SOURCE RECORDS:
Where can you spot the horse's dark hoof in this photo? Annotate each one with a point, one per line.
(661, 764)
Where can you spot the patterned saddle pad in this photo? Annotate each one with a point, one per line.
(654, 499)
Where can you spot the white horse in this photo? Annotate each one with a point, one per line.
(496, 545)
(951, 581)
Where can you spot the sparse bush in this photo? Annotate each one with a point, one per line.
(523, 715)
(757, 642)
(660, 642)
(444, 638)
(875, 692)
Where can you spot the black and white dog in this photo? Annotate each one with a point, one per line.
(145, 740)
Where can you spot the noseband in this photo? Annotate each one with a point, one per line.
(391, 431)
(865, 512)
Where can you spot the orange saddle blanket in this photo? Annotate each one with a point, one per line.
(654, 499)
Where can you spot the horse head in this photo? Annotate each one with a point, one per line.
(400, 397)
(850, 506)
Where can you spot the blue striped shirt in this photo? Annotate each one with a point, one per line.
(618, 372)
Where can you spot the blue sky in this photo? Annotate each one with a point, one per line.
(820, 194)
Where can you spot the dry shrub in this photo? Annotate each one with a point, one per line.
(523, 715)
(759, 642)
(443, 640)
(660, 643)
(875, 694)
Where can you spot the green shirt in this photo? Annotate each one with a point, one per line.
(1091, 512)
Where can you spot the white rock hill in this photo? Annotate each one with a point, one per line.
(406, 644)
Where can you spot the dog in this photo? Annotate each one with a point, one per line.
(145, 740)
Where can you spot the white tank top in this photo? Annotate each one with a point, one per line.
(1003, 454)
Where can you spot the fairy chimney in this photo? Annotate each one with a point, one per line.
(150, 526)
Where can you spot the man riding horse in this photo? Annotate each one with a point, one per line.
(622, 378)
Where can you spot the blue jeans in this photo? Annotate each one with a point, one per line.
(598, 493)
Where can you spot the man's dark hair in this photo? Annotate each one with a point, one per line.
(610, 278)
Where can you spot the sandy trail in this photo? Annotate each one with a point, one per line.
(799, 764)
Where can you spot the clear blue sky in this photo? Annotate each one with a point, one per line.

SET EXERCISE: Please lay out the lines from the line with "Where can you spot the black" to the line with "(1091, 512)" as a two-column CSV with the header text,points. Give one row per line of text: that line in the first column, and the coordinate lines right after it joined by spaces in the second, with each field in double quotes.

EXERCISE OUTPUT:
text,points
"Where can you spot the black and white dog in this photo? Annotate each one with a point, one per line.","(145, 740)"
"Where can you spot the noseband in this photo? Annotate each one with a point, one per line.","(391, 431) (865, 512)"
"Where can you spot the orange saddle blanket in this photo? Annotate each one with a point, one per line.","(654, 499)"
"Where can you spot the horse head in this photo? Annotate each one with a point, one per line.","(400, 397) (850, 506)"
"Where can you spot the blue striped shirt in this photo? Annotate each one with a point, one per line.","(618, 372)"
"Where can you spot the blue sky in this photo? Annotate each one with a point, one per line.","(820, 194)"
"Where can you spot the dry shrub in this photo? Annotate each one with a point, one per line.","(523, 715) (759, 642) (443, 640) (660, 643) (875, 694)"
"Where can you spot the green shirt in this photo? Annotate each one with a point, one per line.","(1091, 512)"